University of South Australia researchers say Class Dojo promotes an archaic approach to discipline and likens it to China’s social credit system.

“If we look at the fundamental basis of how China’s social credit system works, we see similarities with Class Dojo,” the study’s lead author Jamie Manolev said.

“They both rely heavily on surveillance, rewards and punishments to reinforce behaviour and convert behaviour data into a score. Those scores are being used to determine what happens to students or citizens.”

Mr Manolev, who is also a primary school teacher, said some schools were using Dojo scores to decide whether students could participate in recreational activities. A student might miss out if too many points are deducted for late homework or talking out of turn.

He said the app was popular because it provided teachers with a “quick behavioural fix”.

But according to Mr Manolev, the technology sends a damaging message that children should behave appropriately just because they might receive a reward, reports SMH.

On the flip side, he said it sends a message that a student shouldn’t misbehave because they might be punished.

• Dataset entries:

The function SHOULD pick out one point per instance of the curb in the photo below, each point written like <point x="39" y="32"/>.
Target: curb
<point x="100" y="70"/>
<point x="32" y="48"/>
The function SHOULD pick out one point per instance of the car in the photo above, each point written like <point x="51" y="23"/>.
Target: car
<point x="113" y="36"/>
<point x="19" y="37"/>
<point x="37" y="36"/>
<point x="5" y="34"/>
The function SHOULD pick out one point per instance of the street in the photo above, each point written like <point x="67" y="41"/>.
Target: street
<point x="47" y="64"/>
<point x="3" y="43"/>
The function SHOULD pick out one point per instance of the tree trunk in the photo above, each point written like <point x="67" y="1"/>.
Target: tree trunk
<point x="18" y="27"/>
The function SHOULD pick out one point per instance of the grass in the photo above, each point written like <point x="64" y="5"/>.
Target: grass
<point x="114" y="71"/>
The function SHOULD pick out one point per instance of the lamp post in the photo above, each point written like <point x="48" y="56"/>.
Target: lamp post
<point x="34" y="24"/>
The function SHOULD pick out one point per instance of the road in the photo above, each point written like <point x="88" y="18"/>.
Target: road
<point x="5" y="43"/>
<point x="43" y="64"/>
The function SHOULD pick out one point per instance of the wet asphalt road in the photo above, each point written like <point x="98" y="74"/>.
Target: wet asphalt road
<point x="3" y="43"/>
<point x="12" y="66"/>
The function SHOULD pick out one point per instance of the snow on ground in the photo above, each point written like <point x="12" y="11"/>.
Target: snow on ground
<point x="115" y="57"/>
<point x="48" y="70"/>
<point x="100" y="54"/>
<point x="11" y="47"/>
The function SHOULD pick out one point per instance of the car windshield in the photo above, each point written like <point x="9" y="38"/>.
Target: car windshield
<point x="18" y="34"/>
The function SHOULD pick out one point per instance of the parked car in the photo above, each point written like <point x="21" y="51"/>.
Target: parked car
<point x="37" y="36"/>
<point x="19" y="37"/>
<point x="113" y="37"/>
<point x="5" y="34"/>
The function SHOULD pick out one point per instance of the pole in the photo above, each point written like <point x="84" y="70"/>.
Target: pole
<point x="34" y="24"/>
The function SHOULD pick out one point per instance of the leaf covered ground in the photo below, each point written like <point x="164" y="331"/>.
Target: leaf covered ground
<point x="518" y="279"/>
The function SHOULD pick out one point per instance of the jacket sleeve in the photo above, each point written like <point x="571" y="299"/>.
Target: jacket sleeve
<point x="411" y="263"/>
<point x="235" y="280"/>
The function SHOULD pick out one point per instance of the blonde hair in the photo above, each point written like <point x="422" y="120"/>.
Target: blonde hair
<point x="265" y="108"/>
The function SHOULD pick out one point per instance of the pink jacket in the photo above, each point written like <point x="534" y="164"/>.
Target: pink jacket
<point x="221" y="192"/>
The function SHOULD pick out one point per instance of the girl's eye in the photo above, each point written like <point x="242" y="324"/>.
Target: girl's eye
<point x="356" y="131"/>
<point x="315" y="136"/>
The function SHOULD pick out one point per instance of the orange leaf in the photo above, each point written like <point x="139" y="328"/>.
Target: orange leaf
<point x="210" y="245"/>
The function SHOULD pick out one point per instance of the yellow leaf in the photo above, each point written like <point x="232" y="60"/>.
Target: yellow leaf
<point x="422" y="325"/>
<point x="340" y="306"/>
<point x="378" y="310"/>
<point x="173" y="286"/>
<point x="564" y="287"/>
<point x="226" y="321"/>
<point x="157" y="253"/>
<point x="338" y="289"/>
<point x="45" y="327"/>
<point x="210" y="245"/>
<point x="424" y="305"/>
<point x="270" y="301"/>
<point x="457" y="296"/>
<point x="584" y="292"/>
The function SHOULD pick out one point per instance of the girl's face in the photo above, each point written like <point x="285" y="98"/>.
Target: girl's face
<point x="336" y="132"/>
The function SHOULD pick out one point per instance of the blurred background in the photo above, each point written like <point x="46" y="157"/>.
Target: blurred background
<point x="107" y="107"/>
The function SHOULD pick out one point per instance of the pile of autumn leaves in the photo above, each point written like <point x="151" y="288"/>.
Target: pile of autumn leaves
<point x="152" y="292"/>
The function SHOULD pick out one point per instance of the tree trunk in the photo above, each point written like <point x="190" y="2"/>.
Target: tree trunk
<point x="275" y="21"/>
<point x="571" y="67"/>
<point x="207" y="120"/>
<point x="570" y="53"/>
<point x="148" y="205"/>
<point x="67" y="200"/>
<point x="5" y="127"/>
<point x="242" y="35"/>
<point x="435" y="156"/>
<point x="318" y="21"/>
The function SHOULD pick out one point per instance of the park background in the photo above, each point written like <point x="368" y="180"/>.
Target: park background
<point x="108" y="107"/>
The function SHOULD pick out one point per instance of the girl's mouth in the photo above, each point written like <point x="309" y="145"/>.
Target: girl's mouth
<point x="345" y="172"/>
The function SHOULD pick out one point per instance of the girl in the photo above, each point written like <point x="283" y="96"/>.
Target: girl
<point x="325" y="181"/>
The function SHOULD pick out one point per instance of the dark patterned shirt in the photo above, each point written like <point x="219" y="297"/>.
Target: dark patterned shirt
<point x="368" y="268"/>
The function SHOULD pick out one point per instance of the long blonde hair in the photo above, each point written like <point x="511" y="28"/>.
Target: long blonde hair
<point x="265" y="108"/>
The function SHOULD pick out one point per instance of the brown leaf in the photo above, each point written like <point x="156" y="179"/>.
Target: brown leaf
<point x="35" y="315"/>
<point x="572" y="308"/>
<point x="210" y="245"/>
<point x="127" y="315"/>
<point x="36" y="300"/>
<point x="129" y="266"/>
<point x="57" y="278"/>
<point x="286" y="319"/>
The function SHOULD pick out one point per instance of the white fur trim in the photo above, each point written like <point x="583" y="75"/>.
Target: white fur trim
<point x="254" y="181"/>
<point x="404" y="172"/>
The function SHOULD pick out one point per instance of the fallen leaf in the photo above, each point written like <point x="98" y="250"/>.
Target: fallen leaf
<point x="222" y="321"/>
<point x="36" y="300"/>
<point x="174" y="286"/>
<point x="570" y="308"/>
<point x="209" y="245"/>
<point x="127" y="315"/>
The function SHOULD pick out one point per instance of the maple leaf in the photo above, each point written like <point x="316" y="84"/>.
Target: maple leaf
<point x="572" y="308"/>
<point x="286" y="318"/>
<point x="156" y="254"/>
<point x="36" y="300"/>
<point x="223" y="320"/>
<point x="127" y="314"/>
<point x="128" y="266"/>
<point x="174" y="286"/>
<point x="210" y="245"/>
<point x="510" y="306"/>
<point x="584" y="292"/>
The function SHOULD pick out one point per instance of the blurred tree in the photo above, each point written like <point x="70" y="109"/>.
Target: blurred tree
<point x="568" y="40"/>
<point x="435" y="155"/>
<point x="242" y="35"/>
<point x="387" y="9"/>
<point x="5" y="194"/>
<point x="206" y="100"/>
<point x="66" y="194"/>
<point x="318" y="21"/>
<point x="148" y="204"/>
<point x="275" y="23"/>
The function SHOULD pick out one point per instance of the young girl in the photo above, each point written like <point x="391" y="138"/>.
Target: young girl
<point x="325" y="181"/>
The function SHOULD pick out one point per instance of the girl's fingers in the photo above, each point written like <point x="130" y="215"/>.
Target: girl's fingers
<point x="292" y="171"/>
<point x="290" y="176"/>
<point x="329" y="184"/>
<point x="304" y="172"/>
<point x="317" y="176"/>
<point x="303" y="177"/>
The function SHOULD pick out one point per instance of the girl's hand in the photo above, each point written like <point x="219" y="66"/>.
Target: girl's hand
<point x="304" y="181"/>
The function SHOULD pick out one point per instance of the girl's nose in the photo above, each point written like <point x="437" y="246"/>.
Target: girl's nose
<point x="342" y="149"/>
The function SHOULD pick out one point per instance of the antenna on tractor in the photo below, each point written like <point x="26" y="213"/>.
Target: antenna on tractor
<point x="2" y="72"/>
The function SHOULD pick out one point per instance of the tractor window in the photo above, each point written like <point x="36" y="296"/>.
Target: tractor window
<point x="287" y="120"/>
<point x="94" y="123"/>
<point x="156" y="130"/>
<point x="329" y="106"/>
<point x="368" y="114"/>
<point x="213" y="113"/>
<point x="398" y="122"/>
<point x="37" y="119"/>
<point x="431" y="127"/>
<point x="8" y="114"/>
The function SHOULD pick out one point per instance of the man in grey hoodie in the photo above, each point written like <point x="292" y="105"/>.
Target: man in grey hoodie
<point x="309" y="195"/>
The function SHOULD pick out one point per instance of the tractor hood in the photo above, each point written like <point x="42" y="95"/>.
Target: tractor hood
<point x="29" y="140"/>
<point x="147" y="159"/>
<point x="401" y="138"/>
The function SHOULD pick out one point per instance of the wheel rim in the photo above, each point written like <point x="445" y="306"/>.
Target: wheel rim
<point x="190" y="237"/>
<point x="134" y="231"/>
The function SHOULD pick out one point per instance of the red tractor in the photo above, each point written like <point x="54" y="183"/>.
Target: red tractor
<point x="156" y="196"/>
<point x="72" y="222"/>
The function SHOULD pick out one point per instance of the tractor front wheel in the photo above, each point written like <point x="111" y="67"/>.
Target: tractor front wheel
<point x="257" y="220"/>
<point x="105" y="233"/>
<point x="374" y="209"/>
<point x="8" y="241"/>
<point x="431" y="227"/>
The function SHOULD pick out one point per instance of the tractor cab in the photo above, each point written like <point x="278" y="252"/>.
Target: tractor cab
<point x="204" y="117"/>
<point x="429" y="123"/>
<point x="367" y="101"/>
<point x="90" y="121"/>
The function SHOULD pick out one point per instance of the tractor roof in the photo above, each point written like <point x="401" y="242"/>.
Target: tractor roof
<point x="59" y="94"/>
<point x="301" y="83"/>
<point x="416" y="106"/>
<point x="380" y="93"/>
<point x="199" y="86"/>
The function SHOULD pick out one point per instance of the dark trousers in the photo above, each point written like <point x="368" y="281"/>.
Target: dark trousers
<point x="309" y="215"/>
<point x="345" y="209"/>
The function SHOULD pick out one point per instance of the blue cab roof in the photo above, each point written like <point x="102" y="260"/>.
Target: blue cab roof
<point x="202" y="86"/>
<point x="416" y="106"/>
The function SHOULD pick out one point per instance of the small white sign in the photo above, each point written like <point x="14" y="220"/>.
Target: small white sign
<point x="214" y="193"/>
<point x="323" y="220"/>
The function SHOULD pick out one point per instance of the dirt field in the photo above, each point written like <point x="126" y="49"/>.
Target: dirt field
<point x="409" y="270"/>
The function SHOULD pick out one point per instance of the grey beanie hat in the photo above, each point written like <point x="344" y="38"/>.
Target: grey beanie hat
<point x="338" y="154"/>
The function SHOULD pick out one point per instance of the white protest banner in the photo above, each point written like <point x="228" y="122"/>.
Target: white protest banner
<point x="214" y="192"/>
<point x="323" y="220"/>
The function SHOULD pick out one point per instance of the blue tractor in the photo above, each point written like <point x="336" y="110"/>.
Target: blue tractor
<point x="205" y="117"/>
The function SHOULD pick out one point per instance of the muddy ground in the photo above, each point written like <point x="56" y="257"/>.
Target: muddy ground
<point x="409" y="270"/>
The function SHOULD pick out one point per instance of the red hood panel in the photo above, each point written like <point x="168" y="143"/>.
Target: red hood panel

• Request 1: In the passage about Class Dojo above, what other job does the study's lead author, Jamie Manolev, hold?
• Request 2: Copy the part of the Class Dojo passage that opens with the words containing "But according to" and closes with "might be punished.".

• Correct result 1: He is also a primary school teacher.

• Correct result 2:
But according to Mr Manolev, the technology sends a damaging message that children should behave appropriately just because they might receive a reward, reports SMH.

On the flip side, he said it sends a message that a student shouldn’t misbehave because they might be punished.